*WHAT YOU HAVE TO DO:*
Once you reach the line that contains "Target: glass window", retype it and every line after it exactly, ending with the last line of the entries.

*SUPPLIED DATA:*
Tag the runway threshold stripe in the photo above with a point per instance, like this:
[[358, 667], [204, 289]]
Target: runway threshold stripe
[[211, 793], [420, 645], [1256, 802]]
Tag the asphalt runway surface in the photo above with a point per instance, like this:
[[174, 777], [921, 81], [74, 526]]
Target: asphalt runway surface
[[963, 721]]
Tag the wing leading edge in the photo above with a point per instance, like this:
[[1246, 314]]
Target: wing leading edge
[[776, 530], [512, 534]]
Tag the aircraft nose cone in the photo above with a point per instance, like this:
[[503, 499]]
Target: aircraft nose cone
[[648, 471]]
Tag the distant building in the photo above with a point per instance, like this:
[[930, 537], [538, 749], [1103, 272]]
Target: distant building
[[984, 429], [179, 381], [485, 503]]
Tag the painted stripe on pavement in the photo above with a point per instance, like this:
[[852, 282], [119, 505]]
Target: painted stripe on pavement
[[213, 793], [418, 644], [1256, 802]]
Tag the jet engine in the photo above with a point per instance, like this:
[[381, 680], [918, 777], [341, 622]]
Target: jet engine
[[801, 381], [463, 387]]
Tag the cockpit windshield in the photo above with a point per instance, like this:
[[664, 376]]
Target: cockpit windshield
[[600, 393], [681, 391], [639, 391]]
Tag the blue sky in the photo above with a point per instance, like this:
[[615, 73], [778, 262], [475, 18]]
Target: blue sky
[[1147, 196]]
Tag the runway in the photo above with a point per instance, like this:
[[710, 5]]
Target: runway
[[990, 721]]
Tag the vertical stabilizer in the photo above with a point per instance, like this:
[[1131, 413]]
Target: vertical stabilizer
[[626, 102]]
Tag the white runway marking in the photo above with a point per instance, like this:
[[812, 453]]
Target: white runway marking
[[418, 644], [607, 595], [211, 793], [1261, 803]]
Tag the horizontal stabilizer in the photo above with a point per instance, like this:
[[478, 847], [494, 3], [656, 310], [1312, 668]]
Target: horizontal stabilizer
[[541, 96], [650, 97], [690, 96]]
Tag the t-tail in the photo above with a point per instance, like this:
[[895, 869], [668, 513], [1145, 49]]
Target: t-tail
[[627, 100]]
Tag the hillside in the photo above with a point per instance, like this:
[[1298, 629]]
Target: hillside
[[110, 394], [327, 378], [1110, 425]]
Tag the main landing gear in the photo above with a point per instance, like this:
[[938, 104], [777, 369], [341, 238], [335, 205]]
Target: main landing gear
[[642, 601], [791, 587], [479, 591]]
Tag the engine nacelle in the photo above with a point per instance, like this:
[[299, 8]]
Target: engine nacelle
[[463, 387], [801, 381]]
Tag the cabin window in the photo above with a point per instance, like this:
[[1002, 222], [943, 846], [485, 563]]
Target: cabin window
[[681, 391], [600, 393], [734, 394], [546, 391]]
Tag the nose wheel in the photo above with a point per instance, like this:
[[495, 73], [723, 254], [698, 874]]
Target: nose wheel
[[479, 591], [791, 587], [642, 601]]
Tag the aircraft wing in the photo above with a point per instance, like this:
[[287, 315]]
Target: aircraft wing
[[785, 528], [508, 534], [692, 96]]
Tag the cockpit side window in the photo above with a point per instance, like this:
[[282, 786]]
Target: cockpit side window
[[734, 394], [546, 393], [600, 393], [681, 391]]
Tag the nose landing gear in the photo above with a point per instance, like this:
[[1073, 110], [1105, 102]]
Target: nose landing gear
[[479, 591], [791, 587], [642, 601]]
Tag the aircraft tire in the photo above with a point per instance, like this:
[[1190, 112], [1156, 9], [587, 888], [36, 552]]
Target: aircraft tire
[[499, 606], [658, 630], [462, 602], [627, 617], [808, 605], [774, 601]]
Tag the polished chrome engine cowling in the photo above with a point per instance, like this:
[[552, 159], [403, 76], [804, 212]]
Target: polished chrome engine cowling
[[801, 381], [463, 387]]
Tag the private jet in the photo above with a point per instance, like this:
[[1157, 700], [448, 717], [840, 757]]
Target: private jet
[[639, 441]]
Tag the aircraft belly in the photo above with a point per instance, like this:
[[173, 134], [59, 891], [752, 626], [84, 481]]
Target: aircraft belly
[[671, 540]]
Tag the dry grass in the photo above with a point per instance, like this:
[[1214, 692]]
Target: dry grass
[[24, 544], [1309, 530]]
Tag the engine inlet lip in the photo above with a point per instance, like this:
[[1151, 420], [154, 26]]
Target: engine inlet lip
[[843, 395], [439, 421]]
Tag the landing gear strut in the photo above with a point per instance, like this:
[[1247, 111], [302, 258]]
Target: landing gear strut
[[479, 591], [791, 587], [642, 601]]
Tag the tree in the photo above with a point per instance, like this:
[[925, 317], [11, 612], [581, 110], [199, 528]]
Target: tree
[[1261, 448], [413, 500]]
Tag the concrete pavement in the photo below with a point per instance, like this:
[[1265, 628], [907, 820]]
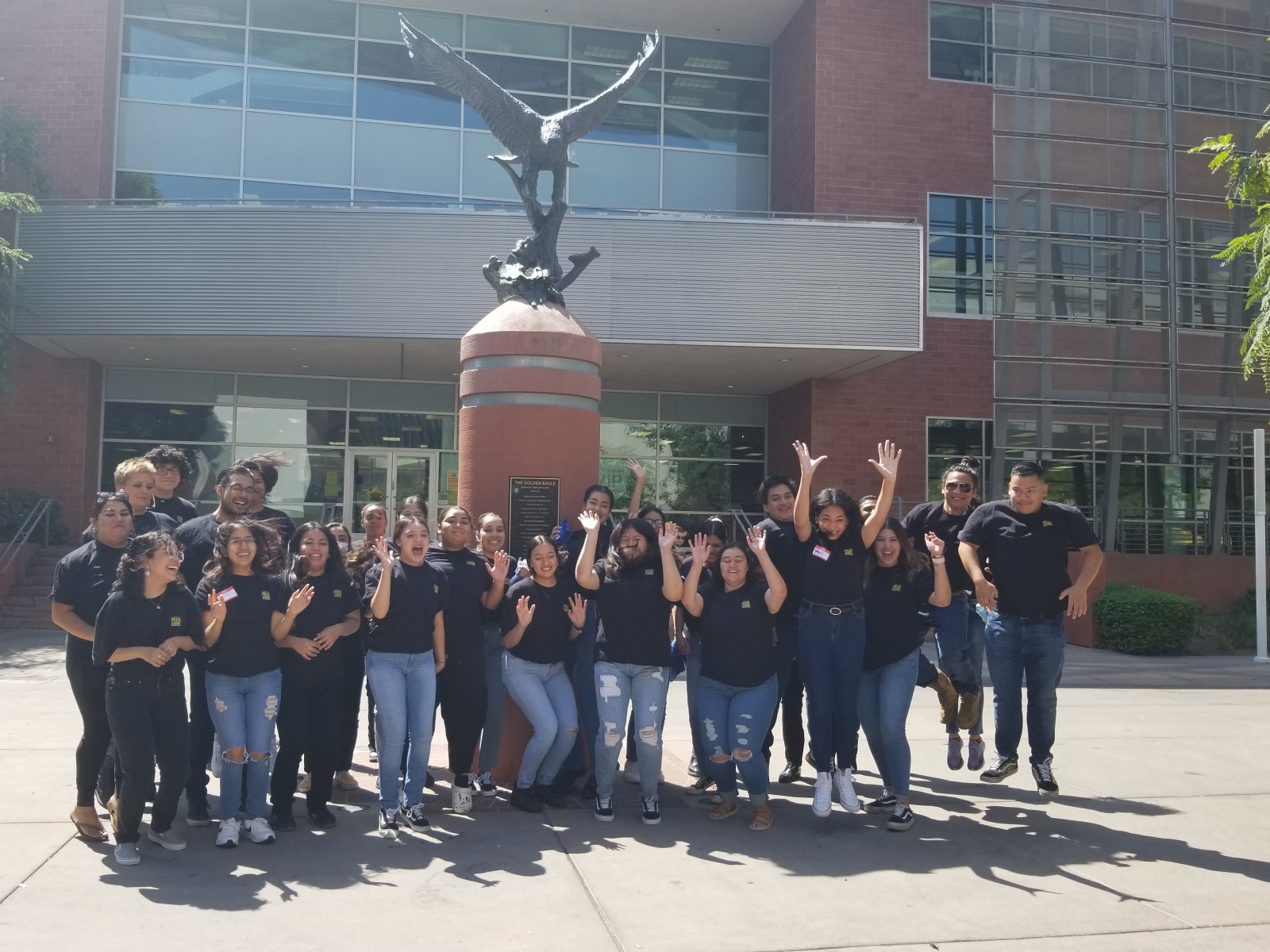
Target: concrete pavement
[[1160, 841]]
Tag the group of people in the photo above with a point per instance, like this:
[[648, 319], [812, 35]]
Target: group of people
[[281, 625]]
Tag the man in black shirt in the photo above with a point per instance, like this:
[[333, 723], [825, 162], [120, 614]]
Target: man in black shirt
[[776, 495], [1026, 543]]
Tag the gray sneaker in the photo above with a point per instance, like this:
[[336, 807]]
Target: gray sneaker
[[168, 839]]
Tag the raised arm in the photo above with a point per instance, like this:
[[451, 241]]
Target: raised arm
[[803, 501], [888, 465]]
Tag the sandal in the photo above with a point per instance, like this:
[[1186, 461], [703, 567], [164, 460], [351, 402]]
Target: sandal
[[724, 810], [90, 831]]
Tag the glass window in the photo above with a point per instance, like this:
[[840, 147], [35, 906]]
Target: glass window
[[502, 36], [290, 425], [383, 23], [400, 431], [715, 57], [168, 423], [167, 82], [183, 41], [205, 10], [717, 131], [306, 16], [300, 93], [321, 54], [406, 102]]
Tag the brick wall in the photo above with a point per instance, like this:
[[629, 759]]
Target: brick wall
[[59, 63]]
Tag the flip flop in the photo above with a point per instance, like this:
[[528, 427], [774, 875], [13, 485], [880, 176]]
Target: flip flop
[[93, 835]]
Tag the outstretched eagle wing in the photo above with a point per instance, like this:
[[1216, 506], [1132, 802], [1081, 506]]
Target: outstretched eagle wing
[[514, 124], [577, 122]]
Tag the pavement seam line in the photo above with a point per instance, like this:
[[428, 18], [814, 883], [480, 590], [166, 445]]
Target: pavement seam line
[[586, 886]]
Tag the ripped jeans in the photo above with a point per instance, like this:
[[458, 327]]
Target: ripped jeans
[[641, 689], [244, 711], [733, 725]]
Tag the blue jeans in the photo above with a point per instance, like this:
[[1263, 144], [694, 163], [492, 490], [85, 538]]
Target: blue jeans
[[884, 700], [733, 723], [641, 689], [544, 693], [244, 711], [1018, 649], [495, 695], [406, 695], [831, 651]]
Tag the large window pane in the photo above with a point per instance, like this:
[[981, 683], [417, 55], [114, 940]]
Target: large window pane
[[306, 16], [406, 102], [167, 82], [321, 54], [168, 423]]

*EXERCISE ANSWER:*
Target: glass window
[[502, 36], [290, 425], [383, 23], [400, 431], [715, 57], [168, 423], [167, 82], [183, 41], [205, 10], [717, 131], [306, 16], [300, 93], [321, 54], [406, 102]]
Tag the brick wall in the photo above with a point per instance, like this:
[[629, 759]]
Target: brick wall
[[59, 63]]
Tag the flip flop in the photo above with a point per instance, like this:
[[528, 427], [774, 875], [13, 485], [880, 176]]
Target: flip flop
[[93, 835]]
Tag the outstretched eagle wing in the photo above with a point per instance, like this:
[[1216, 506], [1132, 802], [1081, 506]]
Target: outstretched eagle wing
[[514, 124], [577, 122]]
Tag the pavement seam line in the photo above with a point per instance, like this:
[[428, 18], [814, 883], [480, 590], [166, 445]]
Target: pavement seam line
[[586, 886]]
Tag the ripped jeans in the photo above with a point per instance, like this:
[[458, 327]]
Target: ripped jeans
[[641, 689], [244, 711], [733, 725]]
Tag the blue jeans in the photo above with a point per instance, like this:
[[1263, 144], [694, 163], [492, 490], [85, 538]]
Target: blue jeans
[[884, 700], [733, 723], [641, 689], [544, 693], [244, 711], [1018, 649], [495, 695], [406, 695], [831, 651]]
Tag the large window pane in the photo above with a point per instance, like this:
[[981, 683], [417, 55], [114, 940]]
Target: large window pane
[[306, 16], [406, 102], [167, 82], [321, 54], [168, 423]]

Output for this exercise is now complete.